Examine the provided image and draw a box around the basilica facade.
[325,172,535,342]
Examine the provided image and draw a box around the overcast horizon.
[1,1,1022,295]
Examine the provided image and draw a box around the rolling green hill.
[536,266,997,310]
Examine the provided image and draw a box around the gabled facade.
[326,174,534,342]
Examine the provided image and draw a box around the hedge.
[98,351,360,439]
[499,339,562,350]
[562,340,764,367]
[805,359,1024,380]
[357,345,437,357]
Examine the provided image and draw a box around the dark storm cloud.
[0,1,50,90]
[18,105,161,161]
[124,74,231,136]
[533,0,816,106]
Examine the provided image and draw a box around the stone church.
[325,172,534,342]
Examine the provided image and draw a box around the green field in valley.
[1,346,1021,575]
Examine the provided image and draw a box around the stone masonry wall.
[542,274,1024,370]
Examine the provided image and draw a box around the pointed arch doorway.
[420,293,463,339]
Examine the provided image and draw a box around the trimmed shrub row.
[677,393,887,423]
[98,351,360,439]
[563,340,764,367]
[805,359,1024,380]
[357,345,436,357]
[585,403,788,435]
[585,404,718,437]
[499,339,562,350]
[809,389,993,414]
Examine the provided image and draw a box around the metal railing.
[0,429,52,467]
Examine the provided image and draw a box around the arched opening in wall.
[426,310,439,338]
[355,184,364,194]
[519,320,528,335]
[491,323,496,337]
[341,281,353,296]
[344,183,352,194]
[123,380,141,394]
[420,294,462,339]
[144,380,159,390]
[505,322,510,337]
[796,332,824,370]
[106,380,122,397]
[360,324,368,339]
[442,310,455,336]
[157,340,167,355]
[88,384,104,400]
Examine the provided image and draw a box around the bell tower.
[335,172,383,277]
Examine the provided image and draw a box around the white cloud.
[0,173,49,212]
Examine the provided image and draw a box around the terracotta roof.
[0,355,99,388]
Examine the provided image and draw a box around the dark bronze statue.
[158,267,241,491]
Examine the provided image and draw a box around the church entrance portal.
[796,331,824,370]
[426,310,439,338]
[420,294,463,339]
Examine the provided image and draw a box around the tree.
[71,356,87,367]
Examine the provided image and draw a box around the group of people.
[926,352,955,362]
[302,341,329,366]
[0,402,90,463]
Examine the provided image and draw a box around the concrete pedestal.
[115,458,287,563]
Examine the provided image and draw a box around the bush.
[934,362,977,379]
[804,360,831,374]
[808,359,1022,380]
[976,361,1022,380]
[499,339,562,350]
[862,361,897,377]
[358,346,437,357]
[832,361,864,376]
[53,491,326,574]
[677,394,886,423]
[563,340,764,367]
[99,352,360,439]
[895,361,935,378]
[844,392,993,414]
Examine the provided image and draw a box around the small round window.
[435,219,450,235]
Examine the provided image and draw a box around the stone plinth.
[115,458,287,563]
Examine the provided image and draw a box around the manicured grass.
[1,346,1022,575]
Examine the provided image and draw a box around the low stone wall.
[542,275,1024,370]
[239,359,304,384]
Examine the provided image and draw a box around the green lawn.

- _The task_
An exact printout is needed of the lines from the one containing "Examine the provided image and draw a box around the bush." through the end of the listing above, both of those lines included, and nothing else.

- _Exercise result_
Examine the provided image and draw a box around the bush.
[934,362,977,379]
[804,360,831,374]
[808,359,1022,380]
[976,361,1022,380]
[499,339,562,350]
[862,361,897,377]
[358,346,437,357]
[832,361,864,376]
[53,491,326,574]
[677,394,886,423]
[563,340,764,367]
[99,352,360,439]
[895,361,935,378]
[844,392,993,414]
Examine the provided image and draw a box around the small round window.
[435,219,450,235]
Examine the provided image and draw a box around the stone plinth.
[115,458,287,563]
Examine the provided image and draw a box around the manicured grass.
[1,346,1022,575]
Examine the provided image and draw a box around the low stone wall.
[542,275,1024,370]
[239,359,304,384]
Examine the provided image and draw a box around the green lawn.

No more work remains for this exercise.